==== EXTRACT ====

Several important issues require consideration when dealing with the general task of integrating data. First and foremost, sample classification is crucial and needs to be well defined. This required addressing in analyses with the stem cell and breast cancer studies generated from multiple research groups and different microarray and RNA-seq platforms. For instance, the breast cancer subtype classification relied on the PAM50 intrinsic classifier proposed by [20], which we admit is still controversial in the literature [31]. Similarly, the biological definition of hiPSC differs across research groups [26, 28], which results in poor reproducibility among experiments and makes the integration of stem cell studies challenging [21].

The expertise and exhaustive screening required to homogeneously annotate samples hinders data integration, and because it is a process upstream to the statistical analysis, data integration approaches, including MINT, can not address it.

A second issue in the general process of integrating datasets from different sources is data access and normalisation. As raw data are often not available, this results in integration of data sets that have each been normalised differently, as was the case with the breast cancer data in our study. Despite this limitation, MINT produced satisfactory results in that study. We were also able to overcome this issue in the stem cells data by using the stemformatics resource [29] where we had direct access to homogeneously pre-processed data (background correction, log2- and YuGene-transformed [11]). In general, variation in the normalisation processes of different data sets produces unwanted variation between studies and we recommend this should be avoided if possible.

====

**ACTIVITIES:**
[a] Copy from the passage on data integration the words from "A second issue" up to and including "avoided if possible.".
[b] Answer these questions on the passage on data integration:
(i) Which classifier did the breast cancer subtype classification rely on?
(ii) What is named as the second issue in integrating datasets from different sources?
(iii) Which resource gave direct access to homogeneously pre-processed stem cell data?

==== INPUT DATA ====

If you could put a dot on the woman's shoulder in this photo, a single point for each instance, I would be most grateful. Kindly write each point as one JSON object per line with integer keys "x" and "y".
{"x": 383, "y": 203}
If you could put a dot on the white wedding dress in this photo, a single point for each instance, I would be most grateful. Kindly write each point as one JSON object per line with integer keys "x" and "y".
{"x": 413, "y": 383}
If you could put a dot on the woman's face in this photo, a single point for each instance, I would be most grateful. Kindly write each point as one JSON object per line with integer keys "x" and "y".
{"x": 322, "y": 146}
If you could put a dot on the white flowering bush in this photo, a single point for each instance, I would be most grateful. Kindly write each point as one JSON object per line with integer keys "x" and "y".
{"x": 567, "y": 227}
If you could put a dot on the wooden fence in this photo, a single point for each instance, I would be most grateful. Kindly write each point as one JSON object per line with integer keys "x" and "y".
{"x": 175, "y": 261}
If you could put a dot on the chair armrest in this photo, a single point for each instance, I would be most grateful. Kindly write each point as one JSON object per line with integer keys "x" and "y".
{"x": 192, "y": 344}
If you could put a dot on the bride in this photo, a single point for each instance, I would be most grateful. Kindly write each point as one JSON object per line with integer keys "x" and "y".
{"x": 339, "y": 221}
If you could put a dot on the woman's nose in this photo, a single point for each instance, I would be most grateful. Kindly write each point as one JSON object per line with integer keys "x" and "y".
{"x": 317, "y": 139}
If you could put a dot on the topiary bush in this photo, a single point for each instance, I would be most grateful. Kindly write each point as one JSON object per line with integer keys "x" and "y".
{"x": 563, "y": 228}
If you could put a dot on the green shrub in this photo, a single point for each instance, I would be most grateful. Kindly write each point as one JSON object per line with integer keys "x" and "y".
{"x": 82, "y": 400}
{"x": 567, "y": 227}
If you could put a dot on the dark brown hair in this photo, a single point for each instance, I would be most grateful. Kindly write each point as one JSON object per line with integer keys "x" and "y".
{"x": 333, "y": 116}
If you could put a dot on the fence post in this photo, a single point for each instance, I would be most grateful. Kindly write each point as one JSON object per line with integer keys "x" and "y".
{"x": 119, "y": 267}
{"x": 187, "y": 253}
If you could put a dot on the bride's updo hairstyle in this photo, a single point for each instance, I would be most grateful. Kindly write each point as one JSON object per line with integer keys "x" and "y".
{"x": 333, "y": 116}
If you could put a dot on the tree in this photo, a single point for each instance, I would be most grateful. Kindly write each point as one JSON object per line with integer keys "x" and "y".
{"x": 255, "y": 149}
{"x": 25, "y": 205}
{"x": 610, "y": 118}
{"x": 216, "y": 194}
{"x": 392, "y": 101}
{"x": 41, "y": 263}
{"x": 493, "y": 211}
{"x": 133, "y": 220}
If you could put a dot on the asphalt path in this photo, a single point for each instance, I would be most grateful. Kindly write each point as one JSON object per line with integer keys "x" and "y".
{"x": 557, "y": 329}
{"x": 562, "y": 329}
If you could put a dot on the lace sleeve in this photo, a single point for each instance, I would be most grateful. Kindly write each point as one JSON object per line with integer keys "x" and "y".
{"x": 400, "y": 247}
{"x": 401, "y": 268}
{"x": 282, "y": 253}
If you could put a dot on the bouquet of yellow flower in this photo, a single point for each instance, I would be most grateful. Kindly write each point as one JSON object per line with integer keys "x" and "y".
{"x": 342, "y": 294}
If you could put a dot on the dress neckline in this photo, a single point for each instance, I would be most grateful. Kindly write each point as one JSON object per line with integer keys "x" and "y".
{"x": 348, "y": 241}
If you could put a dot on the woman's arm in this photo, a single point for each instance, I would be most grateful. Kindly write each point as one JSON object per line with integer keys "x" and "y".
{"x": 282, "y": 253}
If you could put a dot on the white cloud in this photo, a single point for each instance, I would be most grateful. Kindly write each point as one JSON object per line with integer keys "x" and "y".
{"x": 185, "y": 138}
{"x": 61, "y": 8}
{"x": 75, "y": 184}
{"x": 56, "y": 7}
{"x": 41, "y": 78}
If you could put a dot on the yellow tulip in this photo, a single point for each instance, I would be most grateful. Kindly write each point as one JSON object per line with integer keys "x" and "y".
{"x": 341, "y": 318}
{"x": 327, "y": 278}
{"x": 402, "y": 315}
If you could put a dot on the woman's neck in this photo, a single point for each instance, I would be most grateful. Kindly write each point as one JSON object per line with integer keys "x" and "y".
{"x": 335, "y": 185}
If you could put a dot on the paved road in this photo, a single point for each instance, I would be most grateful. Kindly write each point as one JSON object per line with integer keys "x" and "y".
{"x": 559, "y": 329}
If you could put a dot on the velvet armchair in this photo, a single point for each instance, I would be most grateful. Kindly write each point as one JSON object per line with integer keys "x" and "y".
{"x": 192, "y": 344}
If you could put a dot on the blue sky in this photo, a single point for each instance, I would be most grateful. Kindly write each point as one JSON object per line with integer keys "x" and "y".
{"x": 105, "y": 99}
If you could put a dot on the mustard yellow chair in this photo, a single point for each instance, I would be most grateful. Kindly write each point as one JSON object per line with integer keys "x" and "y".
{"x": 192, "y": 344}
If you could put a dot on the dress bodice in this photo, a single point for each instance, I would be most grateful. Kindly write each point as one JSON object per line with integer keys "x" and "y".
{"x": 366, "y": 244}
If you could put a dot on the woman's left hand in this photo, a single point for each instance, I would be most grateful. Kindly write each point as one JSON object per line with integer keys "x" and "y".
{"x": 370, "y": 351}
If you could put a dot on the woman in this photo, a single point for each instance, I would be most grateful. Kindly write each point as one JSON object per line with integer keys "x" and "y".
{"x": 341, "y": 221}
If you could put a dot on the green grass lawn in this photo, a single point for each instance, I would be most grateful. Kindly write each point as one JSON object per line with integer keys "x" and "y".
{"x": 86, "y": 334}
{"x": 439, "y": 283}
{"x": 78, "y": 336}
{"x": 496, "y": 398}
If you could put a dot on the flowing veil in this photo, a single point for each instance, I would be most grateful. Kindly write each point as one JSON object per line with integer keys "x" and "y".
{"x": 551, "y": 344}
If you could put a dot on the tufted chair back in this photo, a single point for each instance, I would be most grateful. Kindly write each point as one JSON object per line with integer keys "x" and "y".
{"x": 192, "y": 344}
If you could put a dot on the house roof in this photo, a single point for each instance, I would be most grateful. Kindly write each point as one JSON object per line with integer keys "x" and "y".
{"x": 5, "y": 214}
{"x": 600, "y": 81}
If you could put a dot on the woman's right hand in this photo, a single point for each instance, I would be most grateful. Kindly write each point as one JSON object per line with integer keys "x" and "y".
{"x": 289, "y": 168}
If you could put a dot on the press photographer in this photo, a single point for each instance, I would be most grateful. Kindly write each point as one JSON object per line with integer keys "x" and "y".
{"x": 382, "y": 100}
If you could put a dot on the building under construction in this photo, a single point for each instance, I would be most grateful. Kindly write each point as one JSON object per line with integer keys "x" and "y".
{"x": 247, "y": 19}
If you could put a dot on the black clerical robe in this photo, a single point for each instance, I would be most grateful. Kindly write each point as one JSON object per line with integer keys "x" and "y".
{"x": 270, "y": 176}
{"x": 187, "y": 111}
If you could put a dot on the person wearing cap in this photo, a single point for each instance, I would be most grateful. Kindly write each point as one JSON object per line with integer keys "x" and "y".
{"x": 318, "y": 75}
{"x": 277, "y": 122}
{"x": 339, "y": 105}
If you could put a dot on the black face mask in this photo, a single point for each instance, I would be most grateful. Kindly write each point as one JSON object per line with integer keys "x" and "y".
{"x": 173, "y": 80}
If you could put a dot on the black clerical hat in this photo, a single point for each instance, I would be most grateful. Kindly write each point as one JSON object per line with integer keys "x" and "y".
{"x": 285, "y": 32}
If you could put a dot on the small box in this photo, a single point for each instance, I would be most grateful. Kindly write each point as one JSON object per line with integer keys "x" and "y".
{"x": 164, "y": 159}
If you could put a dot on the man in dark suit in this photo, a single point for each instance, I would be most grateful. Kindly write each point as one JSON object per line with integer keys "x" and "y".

====

**TASK-BY-TASK ANSWERS:**
[a]
A second issue in the general process of integrating datasets from different sources is data access and normalisation. As raw data are often not available, this results in integration of data sets that have each been normalised differently, as was the case with the breast cancer data in our study. Despite this limitation, MINT produced satisfactory results in that study. We were also able to overcome this issue in the stem cells data by using the stemformatics resource [29] where we had direct access to homogeneously pre-processed data (background correction, log2- and YuGene-transformed [11]). In general, variation in the normalisation processes of different data sets produces unwanted variation between studies and we recommend this should be avoided if possible.

[b]
(i) The PAM50 intrinsic classifier.
(ii) Data access and normalisation.
(iii) The stemformatics resource.